Look for "find the vertical" in the listing below, then copy exactly the line it appears in and all lines after it to the end, and nothing more.
─── Task data
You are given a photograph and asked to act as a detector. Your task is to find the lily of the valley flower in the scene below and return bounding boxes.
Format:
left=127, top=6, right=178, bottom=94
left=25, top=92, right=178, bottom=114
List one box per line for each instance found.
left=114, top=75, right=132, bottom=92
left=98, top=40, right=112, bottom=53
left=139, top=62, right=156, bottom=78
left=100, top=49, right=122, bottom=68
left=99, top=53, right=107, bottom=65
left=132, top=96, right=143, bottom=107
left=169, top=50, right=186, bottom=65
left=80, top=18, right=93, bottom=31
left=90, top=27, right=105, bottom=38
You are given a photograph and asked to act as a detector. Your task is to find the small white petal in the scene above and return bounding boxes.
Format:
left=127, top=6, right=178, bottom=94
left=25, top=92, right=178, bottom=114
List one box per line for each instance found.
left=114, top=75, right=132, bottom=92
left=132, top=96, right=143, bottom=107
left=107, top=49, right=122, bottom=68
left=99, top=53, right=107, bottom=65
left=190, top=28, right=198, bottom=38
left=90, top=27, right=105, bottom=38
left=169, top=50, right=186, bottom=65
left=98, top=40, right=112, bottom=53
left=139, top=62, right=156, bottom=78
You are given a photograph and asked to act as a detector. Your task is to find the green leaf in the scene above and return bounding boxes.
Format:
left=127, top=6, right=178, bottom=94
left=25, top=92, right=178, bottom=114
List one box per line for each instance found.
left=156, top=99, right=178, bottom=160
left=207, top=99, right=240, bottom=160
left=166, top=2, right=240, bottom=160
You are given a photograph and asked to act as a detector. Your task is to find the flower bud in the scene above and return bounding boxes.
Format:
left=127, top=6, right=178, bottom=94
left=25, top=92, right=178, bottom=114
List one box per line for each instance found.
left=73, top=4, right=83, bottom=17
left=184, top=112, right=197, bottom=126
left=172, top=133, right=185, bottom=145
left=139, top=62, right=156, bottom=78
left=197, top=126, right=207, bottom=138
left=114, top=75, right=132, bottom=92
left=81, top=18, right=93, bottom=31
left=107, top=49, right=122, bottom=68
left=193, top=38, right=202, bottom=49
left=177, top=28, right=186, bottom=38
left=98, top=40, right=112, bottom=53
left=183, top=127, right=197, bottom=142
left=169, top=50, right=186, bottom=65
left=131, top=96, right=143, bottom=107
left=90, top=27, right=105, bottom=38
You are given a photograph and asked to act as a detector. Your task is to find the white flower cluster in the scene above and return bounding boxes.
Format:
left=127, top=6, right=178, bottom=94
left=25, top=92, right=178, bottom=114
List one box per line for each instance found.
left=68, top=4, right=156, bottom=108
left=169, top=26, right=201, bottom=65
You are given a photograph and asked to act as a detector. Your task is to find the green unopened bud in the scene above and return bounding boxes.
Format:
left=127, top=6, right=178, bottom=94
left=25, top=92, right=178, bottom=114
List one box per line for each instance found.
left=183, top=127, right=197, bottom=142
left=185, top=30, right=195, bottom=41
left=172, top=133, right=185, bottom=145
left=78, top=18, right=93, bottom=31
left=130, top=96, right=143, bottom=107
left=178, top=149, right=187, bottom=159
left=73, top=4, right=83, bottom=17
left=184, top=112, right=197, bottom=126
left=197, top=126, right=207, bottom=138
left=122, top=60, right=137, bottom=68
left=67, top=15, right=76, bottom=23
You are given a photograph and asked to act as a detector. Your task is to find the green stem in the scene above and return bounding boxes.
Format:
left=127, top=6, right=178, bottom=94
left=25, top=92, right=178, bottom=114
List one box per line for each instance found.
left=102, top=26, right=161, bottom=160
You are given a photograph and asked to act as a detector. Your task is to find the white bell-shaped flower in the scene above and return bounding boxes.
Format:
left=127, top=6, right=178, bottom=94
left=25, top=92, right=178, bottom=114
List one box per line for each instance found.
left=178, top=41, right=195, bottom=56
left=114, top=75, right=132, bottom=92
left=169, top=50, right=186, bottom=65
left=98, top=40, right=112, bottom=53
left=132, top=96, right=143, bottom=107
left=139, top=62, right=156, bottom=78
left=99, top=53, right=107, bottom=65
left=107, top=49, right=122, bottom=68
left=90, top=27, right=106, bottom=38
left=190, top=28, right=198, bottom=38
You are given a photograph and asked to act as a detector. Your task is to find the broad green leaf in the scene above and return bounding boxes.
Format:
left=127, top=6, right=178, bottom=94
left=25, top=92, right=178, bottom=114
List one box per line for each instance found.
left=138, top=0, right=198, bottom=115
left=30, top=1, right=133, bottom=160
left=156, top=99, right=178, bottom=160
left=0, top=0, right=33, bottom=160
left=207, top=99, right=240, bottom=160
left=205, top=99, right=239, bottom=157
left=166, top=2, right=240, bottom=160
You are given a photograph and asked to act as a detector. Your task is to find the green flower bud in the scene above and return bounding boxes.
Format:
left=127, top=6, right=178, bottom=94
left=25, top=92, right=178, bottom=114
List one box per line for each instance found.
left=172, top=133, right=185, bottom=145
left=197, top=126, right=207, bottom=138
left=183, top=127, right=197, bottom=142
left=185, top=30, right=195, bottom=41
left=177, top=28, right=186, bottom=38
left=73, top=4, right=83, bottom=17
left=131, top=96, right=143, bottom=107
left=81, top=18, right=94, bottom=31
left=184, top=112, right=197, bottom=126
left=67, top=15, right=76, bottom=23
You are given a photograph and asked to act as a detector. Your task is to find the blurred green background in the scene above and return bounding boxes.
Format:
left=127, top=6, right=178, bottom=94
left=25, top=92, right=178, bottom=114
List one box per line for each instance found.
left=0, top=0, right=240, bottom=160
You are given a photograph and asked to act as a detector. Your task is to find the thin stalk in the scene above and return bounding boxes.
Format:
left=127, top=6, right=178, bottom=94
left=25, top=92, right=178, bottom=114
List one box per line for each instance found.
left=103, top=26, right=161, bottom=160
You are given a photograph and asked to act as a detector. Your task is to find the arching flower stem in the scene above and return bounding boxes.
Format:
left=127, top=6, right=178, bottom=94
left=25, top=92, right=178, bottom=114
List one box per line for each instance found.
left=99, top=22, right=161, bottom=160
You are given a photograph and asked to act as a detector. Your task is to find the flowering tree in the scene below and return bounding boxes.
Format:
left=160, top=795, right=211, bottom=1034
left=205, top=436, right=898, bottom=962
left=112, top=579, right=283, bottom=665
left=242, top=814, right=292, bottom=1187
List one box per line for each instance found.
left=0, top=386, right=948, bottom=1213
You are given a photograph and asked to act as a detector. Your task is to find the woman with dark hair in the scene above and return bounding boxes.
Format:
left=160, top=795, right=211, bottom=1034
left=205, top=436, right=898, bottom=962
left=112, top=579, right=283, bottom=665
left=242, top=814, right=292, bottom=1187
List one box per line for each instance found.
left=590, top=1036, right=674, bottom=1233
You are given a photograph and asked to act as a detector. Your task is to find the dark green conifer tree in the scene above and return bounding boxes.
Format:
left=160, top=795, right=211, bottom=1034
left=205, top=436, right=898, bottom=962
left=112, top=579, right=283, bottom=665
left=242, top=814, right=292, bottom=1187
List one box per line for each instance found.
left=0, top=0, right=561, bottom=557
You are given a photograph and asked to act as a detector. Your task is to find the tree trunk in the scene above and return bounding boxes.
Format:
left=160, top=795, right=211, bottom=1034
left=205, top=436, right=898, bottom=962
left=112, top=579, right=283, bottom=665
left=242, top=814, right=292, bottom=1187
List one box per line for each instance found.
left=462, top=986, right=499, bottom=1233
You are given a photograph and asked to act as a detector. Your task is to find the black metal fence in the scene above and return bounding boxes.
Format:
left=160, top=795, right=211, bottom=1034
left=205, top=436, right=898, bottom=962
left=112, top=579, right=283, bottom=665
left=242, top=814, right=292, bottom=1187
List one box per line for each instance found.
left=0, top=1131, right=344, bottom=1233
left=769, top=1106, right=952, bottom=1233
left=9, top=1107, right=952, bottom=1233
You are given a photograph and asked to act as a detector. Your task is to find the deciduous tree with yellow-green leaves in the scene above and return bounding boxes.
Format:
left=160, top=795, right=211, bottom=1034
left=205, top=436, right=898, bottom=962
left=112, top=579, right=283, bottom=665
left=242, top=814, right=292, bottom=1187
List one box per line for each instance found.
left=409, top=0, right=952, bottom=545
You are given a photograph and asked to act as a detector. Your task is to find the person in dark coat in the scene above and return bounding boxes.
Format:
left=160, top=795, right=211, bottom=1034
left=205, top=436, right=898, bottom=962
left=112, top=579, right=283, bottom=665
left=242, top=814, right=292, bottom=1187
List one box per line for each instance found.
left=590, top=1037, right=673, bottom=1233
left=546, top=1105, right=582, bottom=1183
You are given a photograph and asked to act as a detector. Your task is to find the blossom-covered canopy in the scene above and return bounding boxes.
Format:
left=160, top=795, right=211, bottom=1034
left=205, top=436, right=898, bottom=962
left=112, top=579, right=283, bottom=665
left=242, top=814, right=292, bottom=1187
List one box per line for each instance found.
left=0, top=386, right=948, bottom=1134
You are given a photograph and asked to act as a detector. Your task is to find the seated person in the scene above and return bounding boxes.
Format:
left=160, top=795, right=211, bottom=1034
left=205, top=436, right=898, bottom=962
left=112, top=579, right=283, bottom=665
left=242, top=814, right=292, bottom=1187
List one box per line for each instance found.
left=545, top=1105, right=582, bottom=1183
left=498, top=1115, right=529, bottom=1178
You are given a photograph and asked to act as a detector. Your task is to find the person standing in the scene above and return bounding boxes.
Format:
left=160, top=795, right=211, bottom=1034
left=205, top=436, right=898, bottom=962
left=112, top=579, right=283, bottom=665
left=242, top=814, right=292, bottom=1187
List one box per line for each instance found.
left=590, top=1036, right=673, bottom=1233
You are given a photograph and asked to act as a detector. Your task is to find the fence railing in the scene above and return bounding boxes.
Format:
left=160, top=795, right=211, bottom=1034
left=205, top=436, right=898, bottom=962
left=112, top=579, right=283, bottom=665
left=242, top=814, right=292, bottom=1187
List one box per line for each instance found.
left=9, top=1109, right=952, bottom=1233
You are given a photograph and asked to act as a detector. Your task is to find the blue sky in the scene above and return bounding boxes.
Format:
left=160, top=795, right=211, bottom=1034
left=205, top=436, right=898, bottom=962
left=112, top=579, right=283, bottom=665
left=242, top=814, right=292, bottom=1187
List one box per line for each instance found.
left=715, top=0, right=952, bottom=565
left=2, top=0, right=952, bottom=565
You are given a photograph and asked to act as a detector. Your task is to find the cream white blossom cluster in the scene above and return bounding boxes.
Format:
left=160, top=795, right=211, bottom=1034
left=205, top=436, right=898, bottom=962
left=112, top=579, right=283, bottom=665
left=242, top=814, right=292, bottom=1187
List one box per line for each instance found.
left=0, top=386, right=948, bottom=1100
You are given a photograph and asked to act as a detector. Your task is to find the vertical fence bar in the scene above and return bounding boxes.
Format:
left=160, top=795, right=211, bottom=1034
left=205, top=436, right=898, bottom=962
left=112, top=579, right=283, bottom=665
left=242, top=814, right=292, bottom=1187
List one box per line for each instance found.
──────
→ **Correct response**:
You are given a photograph and asked to act as a detector. Your task is to find the vertical fence bar in the scene above and return bounding boxes.
Format:
left=160, top=795, right=211, bottom=1034
left=205, top=436, right=898, bottom=962
left=112, top=579, right=283, bottom=665
left=242, top=814, right=292, bottom=1187
List one box per line for each instance found.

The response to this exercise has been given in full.